Graphics/Sound Rating: ★★★☆☆
Game Controls Rating: ★★★½☆
Gameplay Rating: ½☆☆☆☆
Re-use/Replay Value Rating: ★☆☆☆☆

Overall Rating: ★★★★☆☆☆☆☆☆

Taking art design and gameplay cues from Nintendo’s Advance Wars series, Tiny War attempts to marry strategy elements with a persistent game world, complete with player-vs-player battles and massively-multiplayer functionality like in-game chat. It’s an ambitious pursuit that ultimately hits almost every conceivable roadblock on its path to success. Coupled with some questionable monetization schemes, it’s hard to recommend Tiny War even to the most ardent strategy fans.

Tiny War’s gameplay is broken up into two phases: base-building and resource collection; and turn-based strategy-RPG combat. A lot of time spent playing the former falls under the “tap something and wait a while” genre popularized by the likes of Tiny Tower and Pocket Planes. Buildings within the player’s base take a while to build, leaving plenty of downtime away from the game.
The base-building aspect might look like something from Command and Conquer but no units move outside the base in real time; troops exist only in menus until a battle is triggered, at which time a grid is drawn up and combat takes place in a turn-based fashion.

Image region labeling entries
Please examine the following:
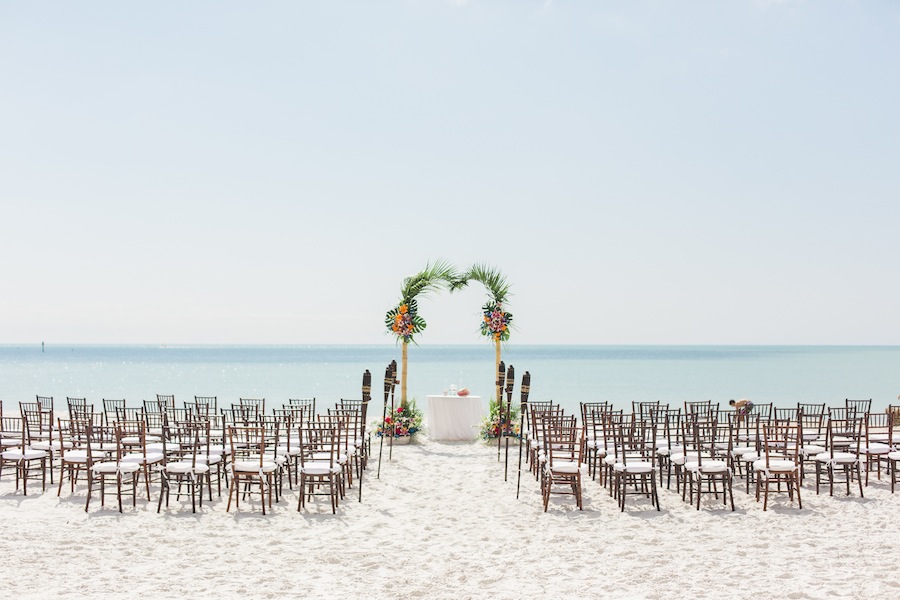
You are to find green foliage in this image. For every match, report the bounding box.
[479,398,522,440]
[384,260,458,344]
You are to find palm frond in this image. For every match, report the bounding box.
[450,263,510,304]
[400,260,459,302]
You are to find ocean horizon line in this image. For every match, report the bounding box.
[0,341,900,349]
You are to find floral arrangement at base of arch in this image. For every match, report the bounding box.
[479,398,522,441]
[481,300,512,342]
[372,398,423,438]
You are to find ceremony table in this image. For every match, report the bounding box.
[427,396,487,441]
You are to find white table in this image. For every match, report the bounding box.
[427,396,487,441]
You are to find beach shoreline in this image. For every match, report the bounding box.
[0,437,900,599]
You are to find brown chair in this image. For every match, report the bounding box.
[297,420,342,514]
[116,420,166,500]
[0,417,49,496]
[816,408,865,498]
[156,423,212,513]
[753,419,803,510]
[56,415,91,496]
[541,413,584,512]
[613,412,660,512]
[103,398,125,425]
[684,412,734,511]
[886,404,900,494]
[225,425,278,514]
[19,396,59,485]
[84,423,141,512]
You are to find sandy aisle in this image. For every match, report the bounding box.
[0,440,900,599]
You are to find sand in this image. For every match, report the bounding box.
[0,437,900,600]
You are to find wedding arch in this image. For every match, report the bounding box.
[384,260,513,406]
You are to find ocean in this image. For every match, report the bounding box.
[0,344,900,411]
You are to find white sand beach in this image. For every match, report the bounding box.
[0,438,900,599]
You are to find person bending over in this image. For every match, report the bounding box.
[728,398,753,423]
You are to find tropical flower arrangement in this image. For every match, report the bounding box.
[384,298,425,344]
[372,399,423,438]
[480,398,522,441]
[481,300,512,342]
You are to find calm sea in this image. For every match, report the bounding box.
[0,344,900,410]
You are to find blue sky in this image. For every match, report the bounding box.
[0,0,900,344]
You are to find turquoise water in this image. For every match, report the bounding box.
[0,344,900,410]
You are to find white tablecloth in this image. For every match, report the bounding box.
[426,396,487,441]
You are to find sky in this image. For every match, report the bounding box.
[0,0,900,345]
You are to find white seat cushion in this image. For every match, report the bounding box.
[232,460,278,473]
[122,452,164,465]
[550,461,581,475]
[166,461,209,475]
[816,452,859,464]
[753,458,800,473]
[3,448,48,460]
[696,460,728,473]
[91,461,141,474]
[614,462,655,475]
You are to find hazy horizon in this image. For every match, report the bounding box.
[0,0,900,345]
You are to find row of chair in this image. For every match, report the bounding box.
[0,396,369,513]
[512,399,900,510]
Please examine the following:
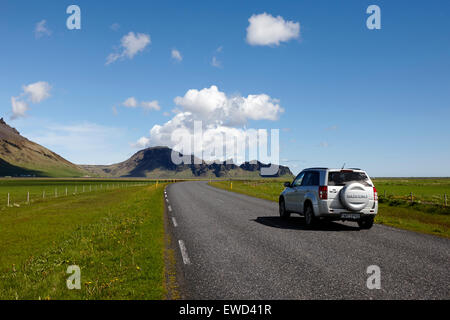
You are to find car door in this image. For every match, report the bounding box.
[284,171,305,212]
[293,171,313,213]
[298,171,320,213]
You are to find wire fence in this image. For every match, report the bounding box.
[0,181,158,209]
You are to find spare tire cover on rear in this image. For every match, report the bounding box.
[339,182,369,211]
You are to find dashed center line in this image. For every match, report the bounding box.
[178,240,191,264]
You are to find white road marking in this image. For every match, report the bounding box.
[178,240,191,264]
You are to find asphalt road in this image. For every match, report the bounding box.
[167,182,450,299]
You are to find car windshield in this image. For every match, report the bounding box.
[328,171,372,187]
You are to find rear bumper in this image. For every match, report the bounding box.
[316,201,378,220]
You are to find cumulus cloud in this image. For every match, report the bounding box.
[174,85,283,125]
[109,23,120,31]
[134,85,283,161]
[122,97,138,108]
[11,97,28,119]
[171,49,183,62]
[34,20,52,38]
[122,97,161,110]
[11,81,52,119]
[131,137,150,149]
[23,81,52,103]
[211,56,222,68]
[106,32,151,65]
[247,13,300,46]
[141,100,161,111]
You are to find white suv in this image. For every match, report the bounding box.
[279,168,378,229]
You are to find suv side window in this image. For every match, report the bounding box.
[302,171,320,186]
[292,172,305,187]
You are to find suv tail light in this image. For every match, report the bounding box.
[319,186,328,200]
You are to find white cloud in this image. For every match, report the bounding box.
[109,23,120,31]
[106,32,151,65]
[174,86,283,124]
[325,125,339,131]
[11,81,52,119]
[23,81,52,103]
[11,97,28,119]
[134,86,283,160]
[34,20,52,38]
[211,56,222,68]
[122,97,138,108]
[122,97,161,110]
[132,137,150,149]
[247,13,300,46]
[141,100,161,110]
[171,49,183,62]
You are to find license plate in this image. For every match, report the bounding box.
[341,213,361,219]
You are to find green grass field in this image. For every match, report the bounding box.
[210,179,450,238]
[0,178,154,210]
[0,180,166,299]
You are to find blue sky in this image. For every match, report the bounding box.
[0,1,450,176]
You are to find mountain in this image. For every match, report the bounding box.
[81,147,292,179]
[0,118,86,177]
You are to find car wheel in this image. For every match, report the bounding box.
[358,217,373,229]
[305,204,316,227]
[278,199,291,219]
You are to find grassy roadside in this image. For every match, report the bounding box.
[0,184,166,299]
[210,181,450,238]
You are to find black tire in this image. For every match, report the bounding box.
[305,204,317,227]
[358,217,373,229]
[278,198,291,219]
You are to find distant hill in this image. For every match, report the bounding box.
[81,147,292,179]
[0,118,86,177]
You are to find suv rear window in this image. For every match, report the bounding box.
[328,171,372,187]
[302,171,320,186]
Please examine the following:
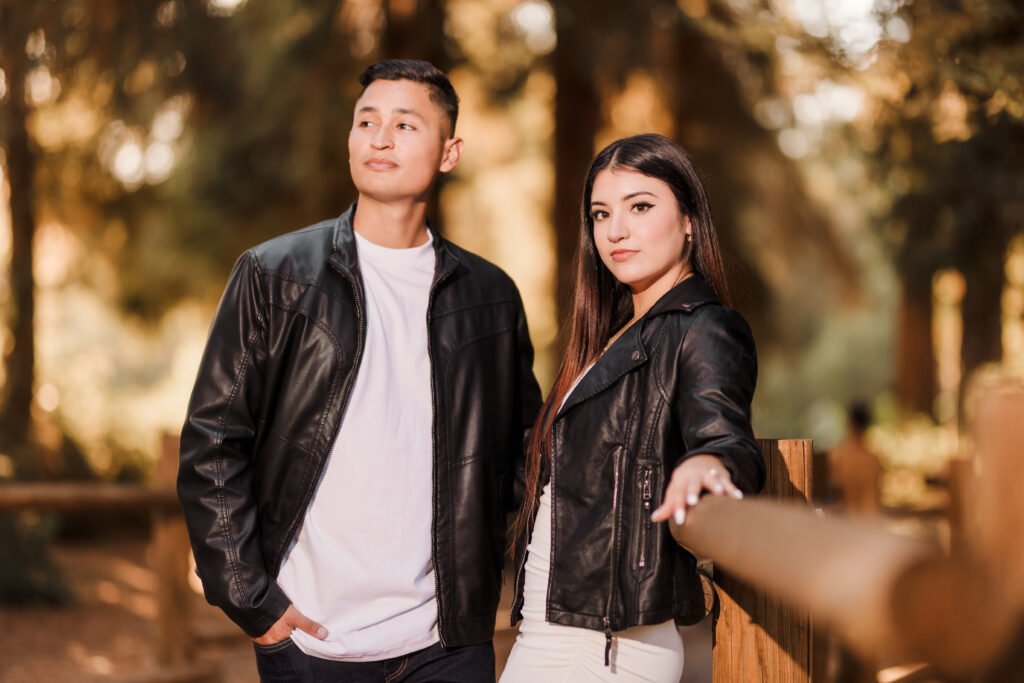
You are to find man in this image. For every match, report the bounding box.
[178,60,540,682]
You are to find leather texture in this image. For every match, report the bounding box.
[178,205,541,646]
[512,275,765,634]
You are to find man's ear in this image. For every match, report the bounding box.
[440,137,464,173]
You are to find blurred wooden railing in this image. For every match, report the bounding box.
[672,388,1024,683]
[0,435,201,682]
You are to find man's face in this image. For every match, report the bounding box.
[348,81,462,202]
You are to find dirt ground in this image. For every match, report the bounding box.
[0,540,711,683]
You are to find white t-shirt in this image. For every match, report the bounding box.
[278,229,439,661]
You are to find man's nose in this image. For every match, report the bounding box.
[370,126,392,150]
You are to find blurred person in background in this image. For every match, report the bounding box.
[502,135,765,683]
[828,402,882,515]
[178,60,541,683]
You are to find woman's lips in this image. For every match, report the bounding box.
[366,157,398,171]
[611,249,638,261]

Brief
Write the next part of the Tiny War game review, picking up after its last sentence about turn-based combat on a grid.

Exercise output
Tiny War boasts a comprehensive tutorial that unfortunately highlights the game’s key flaw rather well: between base-building, upgrading production centers, assigning and customizing commanders and creating troops, it can take hours just to get to a combat encounter. The dense, unintuitive interface doesn’t help. Menus aplenty here. And while hardcore strategy fans might appreciate the level of customizability and control over the minutiae, actual combat is pretty shallow.

In-app purchases allow for the purchasing of the games resource, which lets big spenders power their way to high-end units quickly and in huge numbers. This leaves non-paying players at a huge disadvantage. In single-player games this kind of monetization just serves to reduce grind for the impatient, but in a multiplayer game it destroys any sense of balance in player-versus-player encounters.

But the most questionable part of Tiny War is the incentives developer Noumena offers. Those who review the app in the app store and give it five stars get a respectable amount of in-game resources. That kind of ploy for positive reviews shows little confidence in the game’s quality and, regrettable, is pretty well earned.

Tiny War is incredibly ambitious for an iOS app. The idea of an MMO strategy game for a mobile platform is fantastic; it’s just a shame the execution falls short of the game’s potential. And with such an emphasis on in-app purchases, it would have been nice for the app itself to be free. Here’s hoping a follow-up has a more refined strategy.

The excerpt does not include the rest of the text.